» **DATA**:
/---
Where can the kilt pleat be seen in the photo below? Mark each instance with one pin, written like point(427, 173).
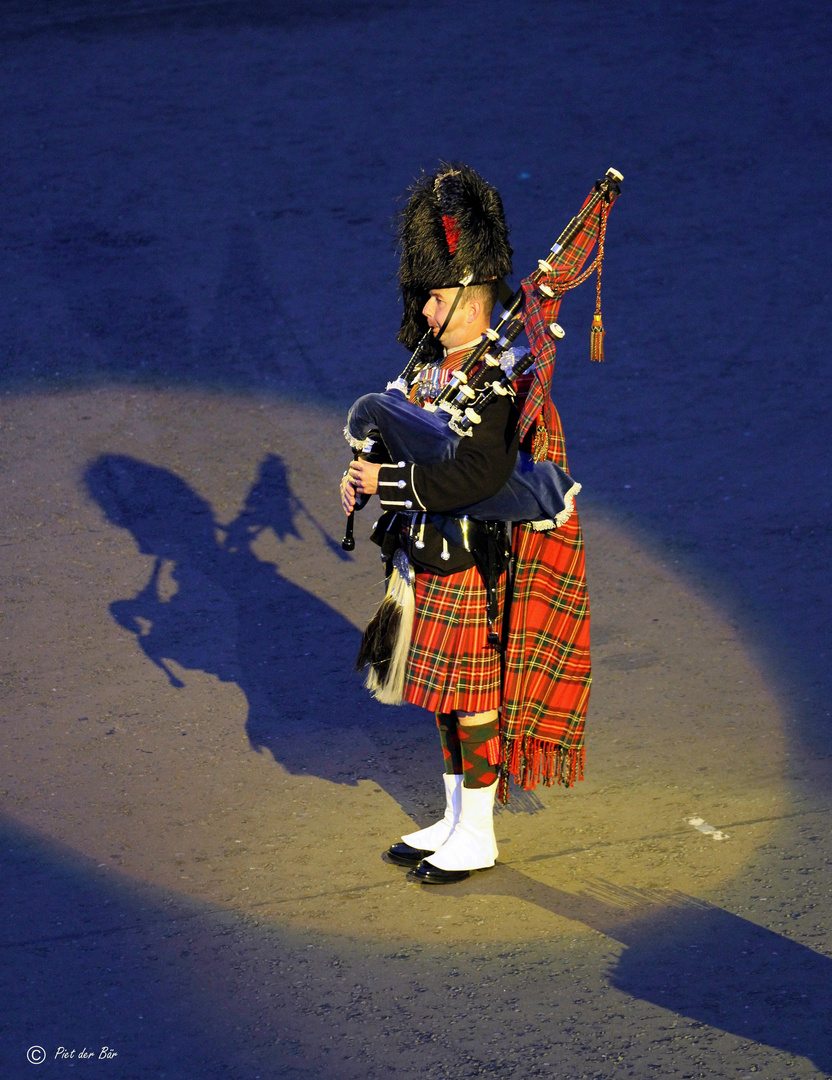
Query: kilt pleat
point(548, 675)
point(451, 664)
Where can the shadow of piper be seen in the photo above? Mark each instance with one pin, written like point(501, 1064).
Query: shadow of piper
point(695, 959)
point(212, 605)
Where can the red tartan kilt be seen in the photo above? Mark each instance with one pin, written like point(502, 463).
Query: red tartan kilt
point(548, 672)
point(451, 664)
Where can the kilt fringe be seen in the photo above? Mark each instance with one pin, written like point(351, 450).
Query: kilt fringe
point(532, 761)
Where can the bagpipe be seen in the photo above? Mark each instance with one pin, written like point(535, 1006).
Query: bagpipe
point(539, 491)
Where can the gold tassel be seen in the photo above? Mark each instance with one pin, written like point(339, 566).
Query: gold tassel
point(540, 441)
point(596, 338)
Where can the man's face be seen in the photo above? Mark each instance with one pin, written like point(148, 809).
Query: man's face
point(459, 329)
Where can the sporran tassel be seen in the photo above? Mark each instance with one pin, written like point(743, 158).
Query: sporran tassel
point(387, 639)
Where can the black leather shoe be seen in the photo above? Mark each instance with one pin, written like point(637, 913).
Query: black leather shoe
point(403, 854)
point(428, 874)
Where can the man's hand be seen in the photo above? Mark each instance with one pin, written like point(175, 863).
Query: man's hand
point(347, 495)
point(364, 476)
point(361, 478)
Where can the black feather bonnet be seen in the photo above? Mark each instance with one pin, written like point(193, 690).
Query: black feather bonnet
point(452, 231)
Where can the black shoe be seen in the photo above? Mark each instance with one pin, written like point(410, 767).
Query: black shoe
point(427, 874)
point(403, 854)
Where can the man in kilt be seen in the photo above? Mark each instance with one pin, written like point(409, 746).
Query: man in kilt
point(502, 665)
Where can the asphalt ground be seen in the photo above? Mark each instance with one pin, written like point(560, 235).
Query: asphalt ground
point(198, 280)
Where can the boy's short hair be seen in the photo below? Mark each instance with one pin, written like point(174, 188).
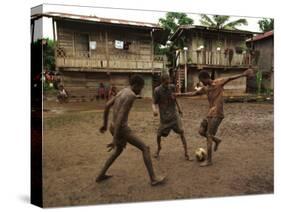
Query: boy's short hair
point(204, 75)
point(164, 77)
point(136, 80)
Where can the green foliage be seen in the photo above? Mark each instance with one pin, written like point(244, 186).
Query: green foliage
point(222, 22)
point(49, 54)
point(173, 20)
point(266, 24)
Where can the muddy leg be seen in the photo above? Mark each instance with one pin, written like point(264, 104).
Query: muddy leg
point(208, 162)
point(217, 141)
point(183, 140)
point(102, 176)
point(135, 141)
point(156, 155)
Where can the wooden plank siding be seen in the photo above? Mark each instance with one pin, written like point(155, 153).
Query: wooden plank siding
point(73, 47)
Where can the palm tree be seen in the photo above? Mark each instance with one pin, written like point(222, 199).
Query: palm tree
point(222, 22)
point(266, 24)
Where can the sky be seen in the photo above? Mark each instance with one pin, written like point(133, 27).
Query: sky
point(133, 15)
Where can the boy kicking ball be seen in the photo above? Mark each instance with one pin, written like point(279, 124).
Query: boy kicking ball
point(164, 97)
point(214, 91)
point(122, 134)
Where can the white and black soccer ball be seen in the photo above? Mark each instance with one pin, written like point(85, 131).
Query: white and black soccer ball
point(200, 154)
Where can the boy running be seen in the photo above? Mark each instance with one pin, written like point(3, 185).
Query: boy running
point(169, 113)
point(122, 104)
point(210, 124)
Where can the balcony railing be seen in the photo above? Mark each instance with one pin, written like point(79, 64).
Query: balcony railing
point(84, 59)
point(217, 58)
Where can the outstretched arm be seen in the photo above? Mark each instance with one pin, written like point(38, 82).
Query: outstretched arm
point(106, 113)
point(193, 93)
point(249, 72)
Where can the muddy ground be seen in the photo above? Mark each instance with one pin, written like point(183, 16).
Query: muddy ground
point(74, 151)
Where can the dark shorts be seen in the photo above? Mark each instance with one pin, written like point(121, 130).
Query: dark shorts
point(125, 134)
point(165, 128)
point(210, 125)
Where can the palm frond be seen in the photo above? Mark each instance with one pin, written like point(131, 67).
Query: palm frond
point(207, 21)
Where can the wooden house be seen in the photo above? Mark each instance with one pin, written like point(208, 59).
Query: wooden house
point(92, 50)
point(222, 52)
point(263, 46)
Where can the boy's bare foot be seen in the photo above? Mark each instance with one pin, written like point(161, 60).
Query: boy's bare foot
point(158, 180)
point(102, 178)
point(188, 158)
point(156, 155)
point(217, 143)
point(206, 163)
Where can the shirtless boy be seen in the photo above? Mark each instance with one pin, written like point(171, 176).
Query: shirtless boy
point(122, 134)
point(210, 124)
point(164, 97)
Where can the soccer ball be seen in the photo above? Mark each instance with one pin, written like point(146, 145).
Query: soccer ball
point(200, 154)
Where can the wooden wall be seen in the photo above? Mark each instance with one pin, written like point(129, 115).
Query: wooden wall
point(73, 47)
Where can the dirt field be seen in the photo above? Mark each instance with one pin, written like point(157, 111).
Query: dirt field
point(74, 151)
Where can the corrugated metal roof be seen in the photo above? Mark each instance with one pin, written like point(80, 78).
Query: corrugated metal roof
point(210, 29)
point(96, 19)
point(261, 36)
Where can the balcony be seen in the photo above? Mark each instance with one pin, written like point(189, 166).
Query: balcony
point(216, 58)
point(122, 62)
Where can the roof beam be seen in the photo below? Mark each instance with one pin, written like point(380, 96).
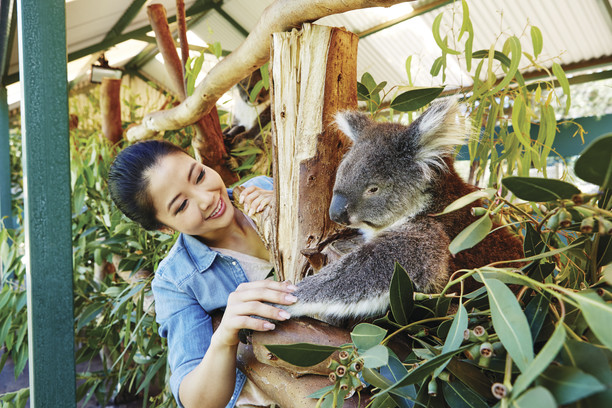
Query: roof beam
point(127, 17)
point(230, 20)
point(8, 27)
point(414, 13)
point(197, 8)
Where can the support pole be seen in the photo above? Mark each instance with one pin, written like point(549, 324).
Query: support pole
point(46, 168)
point(5, 162)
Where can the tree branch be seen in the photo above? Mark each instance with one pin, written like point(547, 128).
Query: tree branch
point(282, 15)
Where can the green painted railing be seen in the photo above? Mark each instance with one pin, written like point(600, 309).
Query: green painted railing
point(46, 166)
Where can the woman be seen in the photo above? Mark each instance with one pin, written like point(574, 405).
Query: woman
point(218, 261)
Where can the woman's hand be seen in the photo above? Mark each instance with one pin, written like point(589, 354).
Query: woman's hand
point(255, 199)
point(250, 299)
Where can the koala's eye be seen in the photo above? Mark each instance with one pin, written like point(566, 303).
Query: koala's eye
point(371, 190)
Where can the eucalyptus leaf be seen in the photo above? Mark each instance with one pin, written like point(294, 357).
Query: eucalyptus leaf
point(541, 361)
point(595, 164)
point(424, 370)
point(454, 337)
point(597, 313)
point(435, 28)
point(401, 295)
point(467, 199)
point(510, 323)
point(302, 354)
point(471, 235)
point(366, 335)
point(536, 40)
point(457, 395)
point(569, 384)
point(539, 189)
point(560, 74)
point(415, 98)
point(533, 244)
point(321, 392)
point(538, 397)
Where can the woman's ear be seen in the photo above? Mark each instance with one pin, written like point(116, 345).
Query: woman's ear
point(166, 230)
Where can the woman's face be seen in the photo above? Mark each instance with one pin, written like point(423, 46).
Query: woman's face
point(189, 197)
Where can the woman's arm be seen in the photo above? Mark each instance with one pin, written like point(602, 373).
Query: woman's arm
point(212, 382)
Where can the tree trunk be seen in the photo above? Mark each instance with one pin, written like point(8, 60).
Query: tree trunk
point(207, 142)
point(313, 76)
point(110, 106)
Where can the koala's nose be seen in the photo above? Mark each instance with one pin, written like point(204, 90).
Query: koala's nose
point(338, 209)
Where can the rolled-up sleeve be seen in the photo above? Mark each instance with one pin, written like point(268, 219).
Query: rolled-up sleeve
point(187, 327)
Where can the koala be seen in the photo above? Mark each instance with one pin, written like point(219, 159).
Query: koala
point(248, 116)
point(391, 181)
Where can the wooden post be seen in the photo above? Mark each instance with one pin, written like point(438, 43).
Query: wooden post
point(314, 75)
point(207, 142)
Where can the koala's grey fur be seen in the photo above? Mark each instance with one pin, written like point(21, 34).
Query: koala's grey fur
point(389, 182)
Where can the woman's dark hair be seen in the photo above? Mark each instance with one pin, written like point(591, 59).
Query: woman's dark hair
point(128, 182)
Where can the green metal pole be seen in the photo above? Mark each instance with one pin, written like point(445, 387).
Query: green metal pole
point(46, 167)
point(5, 162)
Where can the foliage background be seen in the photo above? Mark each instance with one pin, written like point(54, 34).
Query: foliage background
point(545, 342)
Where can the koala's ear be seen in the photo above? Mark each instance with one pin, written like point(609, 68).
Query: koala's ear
point(440, 129)
point(352, 123)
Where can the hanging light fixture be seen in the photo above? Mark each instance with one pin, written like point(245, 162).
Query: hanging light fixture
point(101, 70)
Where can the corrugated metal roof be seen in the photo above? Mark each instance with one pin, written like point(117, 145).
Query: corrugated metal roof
point(576, 34)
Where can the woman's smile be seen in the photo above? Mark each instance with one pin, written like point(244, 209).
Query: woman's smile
point(218, 211)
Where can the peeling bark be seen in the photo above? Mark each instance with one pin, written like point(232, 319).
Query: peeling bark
point(282, 15)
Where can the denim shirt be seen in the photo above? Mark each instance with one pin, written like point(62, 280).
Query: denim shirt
point(190, 283)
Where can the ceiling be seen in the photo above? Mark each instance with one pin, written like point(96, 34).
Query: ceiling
point(578, 35)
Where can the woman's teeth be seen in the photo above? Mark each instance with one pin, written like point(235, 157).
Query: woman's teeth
point(217, 210)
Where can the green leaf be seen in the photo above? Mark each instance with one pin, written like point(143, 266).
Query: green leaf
point(515, 48)
point(415, 98)
point(594, 164)
point(301, 354)
point(539, 189)
point(536, 311)
point(510, 323)
point(541, 361)
point(424, 370)
point(560, 74)
point(533, 244)
point(457, 395)
point(368, 81)
point(366, 335)
point(597, 313)
point(569, 384)
point(536, 397)
point(255, 91)
point(436, 66)
point(375, 357)
point(454, 338)
point(435, 29)
point(401, 295)
point(466, 22)
point(536, 40)
point(467, 199)
point(471, 235)
point(589, 358)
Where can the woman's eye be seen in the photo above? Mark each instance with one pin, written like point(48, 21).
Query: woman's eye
point(200, 176)
point(181, 207)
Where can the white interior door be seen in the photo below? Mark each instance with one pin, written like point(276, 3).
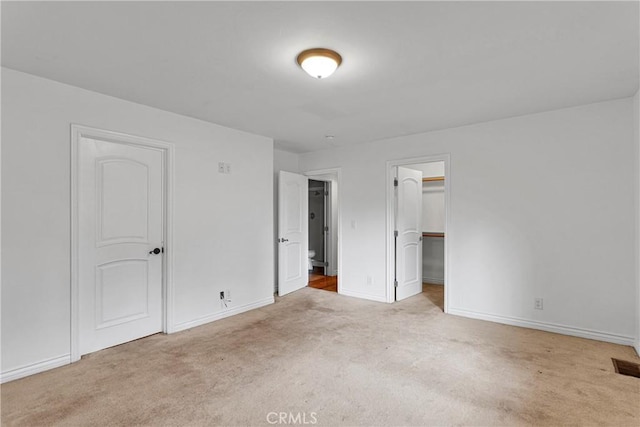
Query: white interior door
point(409, 233)
point(120, 224)
point(293, 233)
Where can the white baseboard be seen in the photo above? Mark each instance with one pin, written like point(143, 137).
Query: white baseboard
point(363, 295)
point(545, 326)
point(221, 315)
point(35, 368)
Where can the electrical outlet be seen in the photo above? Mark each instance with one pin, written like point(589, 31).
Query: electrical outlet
point(538, 304)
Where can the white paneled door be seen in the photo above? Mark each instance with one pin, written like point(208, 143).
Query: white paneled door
point(293, 232)
point(409, 233)
point(120, 238)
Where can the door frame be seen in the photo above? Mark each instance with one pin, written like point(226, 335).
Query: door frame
point(168, 149)
point(327, 175)
point(391, 165)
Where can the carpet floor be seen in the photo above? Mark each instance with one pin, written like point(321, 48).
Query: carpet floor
point(316, 357)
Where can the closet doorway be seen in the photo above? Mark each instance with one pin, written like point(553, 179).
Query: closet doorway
point(418, 210)
point(323, 230)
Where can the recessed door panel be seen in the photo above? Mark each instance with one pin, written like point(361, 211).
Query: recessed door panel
point(294, 269)
point(123, 197)
point(114, 279)
point(293, 207)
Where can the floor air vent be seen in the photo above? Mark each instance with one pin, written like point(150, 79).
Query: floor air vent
point(626, 368)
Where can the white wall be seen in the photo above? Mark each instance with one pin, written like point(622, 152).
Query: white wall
point(215, 215)
point(541, 206)
point(636, 139)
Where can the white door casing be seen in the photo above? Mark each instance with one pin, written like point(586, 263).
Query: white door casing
point(120, 223)
point(293, 229)
point(409, 230)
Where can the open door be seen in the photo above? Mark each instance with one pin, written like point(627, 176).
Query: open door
point(408, 233)
point(293, 240)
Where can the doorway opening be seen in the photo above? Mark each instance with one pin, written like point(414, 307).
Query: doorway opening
point(294, 261)
point(323, 233)
point(418, 210)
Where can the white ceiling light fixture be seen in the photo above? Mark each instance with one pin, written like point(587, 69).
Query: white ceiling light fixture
point(319, 62)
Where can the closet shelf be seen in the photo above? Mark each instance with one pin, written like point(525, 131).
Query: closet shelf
point(425, 234)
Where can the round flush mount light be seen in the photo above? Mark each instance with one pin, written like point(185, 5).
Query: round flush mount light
point(319, 63)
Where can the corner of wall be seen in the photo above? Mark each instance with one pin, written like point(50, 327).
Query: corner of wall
point(636, 141)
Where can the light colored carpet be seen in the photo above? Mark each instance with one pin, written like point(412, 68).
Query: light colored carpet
point(338, 361)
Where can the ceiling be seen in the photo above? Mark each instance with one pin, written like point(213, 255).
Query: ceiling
point(408, 67)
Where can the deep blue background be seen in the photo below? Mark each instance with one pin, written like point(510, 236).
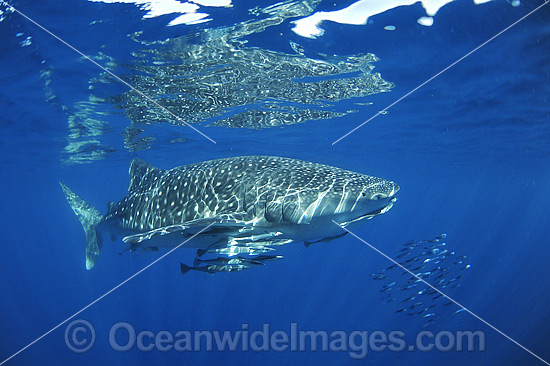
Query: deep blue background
\---
Copy out the stretch of records from the line containing "Where can the koala's ear" through the line containing "point(217, 210)", switching "denim shirt" to "flannel shirt" and changing nothing else.

Where can the koala's ear be seen in the photo above? Mark each instance with one pin, written like point(609, 68).
Query: koala's ear
point(440, 129)
point(352, 123)
Where can the hanging light fixture be seen in the photo above? Mark each instance with one pin, written like point(245, 162).
Query: hanging light fixture
point(101, 70)
Where can the corrugated metal roof be seen in the photo above? Mark each instance with one pin, written like point(117, 145).
Query: corrugated metal roof
point(576, 34)
Where can the woman's smile be seen in the photo above? Mark each instance with one pin, written like point(244, 209).
Query: woman's smile
point(218, 211)
Where can the peeling bark be seen in the photo above? Mark each instance with one pin, written like point(232, 319).
Query: peeling bark
point(282, 15)
Where can the flannel shirt be seen in the photo above? Mark each instance with one pin, written like point(62, 280).
Query: flannel shirt
point(190, 283)
Where can the ceiling be seen in the photo above? Mark each instance with one pin, written like point(96, 34).
Query: ceiling
point(578, 35)
Where can the woman's teeth be seen in the photo above? Mark each instance with one pin, written like point(235, 157).
Query: woman's teeth
point(217, 210)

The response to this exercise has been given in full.